■ Records

☆ ☆ ☆ ☆

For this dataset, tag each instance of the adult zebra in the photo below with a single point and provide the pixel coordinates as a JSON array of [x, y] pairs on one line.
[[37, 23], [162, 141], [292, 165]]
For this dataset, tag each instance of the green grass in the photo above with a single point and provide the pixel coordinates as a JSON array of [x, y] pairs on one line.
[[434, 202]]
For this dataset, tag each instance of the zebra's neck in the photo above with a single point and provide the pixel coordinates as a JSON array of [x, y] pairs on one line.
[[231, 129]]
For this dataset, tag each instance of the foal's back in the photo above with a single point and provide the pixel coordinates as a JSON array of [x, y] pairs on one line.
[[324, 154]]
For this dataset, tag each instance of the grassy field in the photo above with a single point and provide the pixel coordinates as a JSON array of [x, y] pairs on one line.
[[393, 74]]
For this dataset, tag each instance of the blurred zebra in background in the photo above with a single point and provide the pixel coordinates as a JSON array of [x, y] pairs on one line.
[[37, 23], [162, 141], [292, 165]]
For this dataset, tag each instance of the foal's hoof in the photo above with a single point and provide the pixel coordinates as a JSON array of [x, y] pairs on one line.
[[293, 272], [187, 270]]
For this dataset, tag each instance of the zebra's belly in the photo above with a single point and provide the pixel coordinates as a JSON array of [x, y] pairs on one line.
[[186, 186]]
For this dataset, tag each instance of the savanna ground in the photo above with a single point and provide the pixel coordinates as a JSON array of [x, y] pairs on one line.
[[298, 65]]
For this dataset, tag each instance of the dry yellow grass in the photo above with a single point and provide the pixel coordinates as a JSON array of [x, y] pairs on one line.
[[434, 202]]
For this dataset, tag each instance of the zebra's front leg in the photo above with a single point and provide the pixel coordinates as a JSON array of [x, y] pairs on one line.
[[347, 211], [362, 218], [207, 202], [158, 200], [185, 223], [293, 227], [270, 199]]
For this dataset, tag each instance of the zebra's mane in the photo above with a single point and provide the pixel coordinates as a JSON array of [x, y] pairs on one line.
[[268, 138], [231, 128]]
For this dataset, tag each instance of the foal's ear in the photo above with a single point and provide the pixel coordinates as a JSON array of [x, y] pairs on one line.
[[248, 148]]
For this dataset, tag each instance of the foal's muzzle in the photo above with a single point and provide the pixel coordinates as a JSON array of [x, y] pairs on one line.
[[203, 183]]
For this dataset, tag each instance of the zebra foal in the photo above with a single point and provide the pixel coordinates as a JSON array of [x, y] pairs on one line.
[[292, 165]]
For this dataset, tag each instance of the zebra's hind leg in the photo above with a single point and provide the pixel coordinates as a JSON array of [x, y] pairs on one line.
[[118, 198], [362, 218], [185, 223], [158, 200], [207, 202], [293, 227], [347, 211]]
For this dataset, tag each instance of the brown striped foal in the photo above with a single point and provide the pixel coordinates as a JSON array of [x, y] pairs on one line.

☆ ☆ ☆ ☆

■ Exercise prompt
Revise the listing starting at the line containing "For this dataset, tag each instance of the foal's hoof" and ending after the line containing "[[293, 272], [187, 270]]", replacing "foal's hoof" with "foal's front hoof" and keeping everything else identical. Output only those lines.

■ Solution for this task
For this dataset, tag each instance of the foal's front hoof in the photo above with a single point and provide the pixel coordinates as a JSON array of [x, y] pairs on one line.
[[293, 272], [187, 270]]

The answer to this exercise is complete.